▸ GOAL
Reproduce every one of the rows below verbatim, leaving each line unchanged.

▸ EXERCISE MATERIAL
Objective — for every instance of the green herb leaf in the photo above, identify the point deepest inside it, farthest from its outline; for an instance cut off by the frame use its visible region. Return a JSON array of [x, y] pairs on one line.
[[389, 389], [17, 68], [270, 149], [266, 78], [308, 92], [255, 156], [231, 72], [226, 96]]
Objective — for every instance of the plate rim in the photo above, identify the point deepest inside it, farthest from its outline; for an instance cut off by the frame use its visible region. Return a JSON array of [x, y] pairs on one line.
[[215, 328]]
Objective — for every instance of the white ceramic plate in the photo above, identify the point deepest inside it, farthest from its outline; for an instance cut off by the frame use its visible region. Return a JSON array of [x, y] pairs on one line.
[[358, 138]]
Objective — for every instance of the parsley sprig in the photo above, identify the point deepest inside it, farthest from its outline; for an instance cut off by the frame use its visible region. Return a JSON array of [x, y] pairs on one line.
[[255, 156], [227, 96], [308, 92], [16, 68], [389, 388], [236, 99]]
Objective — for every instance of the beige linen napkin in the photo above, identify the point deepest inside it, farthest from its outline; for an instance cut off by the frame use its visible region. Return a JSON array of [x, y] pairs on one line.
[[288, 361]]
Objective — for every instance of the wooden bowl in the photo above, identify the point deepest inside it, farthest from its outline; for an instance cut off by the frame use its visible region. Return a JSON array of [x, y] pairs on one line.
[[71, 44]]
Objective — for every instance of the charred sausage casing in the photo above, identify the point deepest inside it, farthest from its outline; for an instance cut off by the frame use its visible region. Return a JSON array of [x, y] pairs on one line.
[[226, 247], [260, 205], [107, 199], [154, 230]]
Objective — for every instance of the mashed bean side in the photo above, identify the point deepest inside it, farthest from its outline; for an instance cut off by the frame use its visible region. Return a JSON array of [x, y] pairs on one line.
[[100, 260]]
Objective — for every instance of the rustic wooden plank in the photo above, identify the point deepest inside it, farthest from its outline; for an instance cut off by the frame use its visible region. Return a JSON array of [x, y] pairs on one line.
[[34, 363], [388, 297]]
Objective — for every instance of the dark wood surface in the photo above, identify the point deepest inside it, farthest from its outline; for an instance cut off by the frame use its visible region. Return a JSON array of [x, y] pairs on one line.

▸ SOLUTION FOR THIS TASK
Objective — for every instance of the green herb leaf in the photo above, identify the point deepest inside it, farthest from its outline; for an instance cut off by the frame use its visible region. Return a JSON array of [x, y] pairs on one line.
[[389, 389], [17, 68], [270, 149], [266, 78], [308, 92], [255, 156], [231, 72], [226, 96]]
Objective — for every instance of the plate rim in the photo above, identify the point deepest inside it, farthest from its outline; for an instance cut off by the frame use its visible region. Return a JSON array of [x, y] pairs on one line.
[[215, 328]]
Objective — for every instance of the white ceramic plate in the photo above, identify the point deepest inside it, farthest from its outline; for an instance cut off by the frame use its visible region. Return a JSON array of [x, y] pairs on one line.
[[358, 138]]
Objective — for every instance of the parsley sprig in the photo above, identify the point deepest inside it, farthest from its outline; for an instance cut off by the frame use its visible region. Return a JSON array of [x, y] pairs on one line.
[[255, 156], [227, 96], [308, 92], [16, 68], [389, 388], [236, 99]]
Objective — for every instance of the beige linen napkin in the photo above, identify the point deepest inside it, farthest from its outline; for an instance cut off by the frame use its visible region. Return a JSON array of [x, y] pairs on one line.
[[288, 361]]
Objective — for every instance of the wooden bowl in the photo above, identify the point deepest inside it, farthest from its outline; for an instance cut off by the frame use its visible region. Return a JSON array of [x, y] pairs on one line.
[[71, 44]]
Objective — for every instance of the charred sausage casing in the photo above, identify the point deepest inside it, farthest from its outline; for an instance cut off by the frame use its visible region. Return a JSON array of [x, y] pairs on one line.
[[226, 247], [260, 205], [107, 199], [154, 230]]
Objective — for every instance of the mashed bean side in the photo above, identify the point deepest inside it, farthest from its outline; for an instance cut off by the frame use its visible region. Return a JSON array of [x, y] pairs on one line.
[[100, 260]]
Objective — for every instance of the rustic wooden plank in the photo above, identify the point deepest inside it, farthest from its outline; for an instance cut off by the frame use its visible region. Return a JSON array of [x, y] pairs on one line.
[[34, 363], [388, 297]]
Objective — for every instance of the dark wood surface in the photo above, identify the point deepest inside it, farthest from its outline; for an instance cut off by the frame use its visible region. Return a JSON array of [x, y] pairs on one line.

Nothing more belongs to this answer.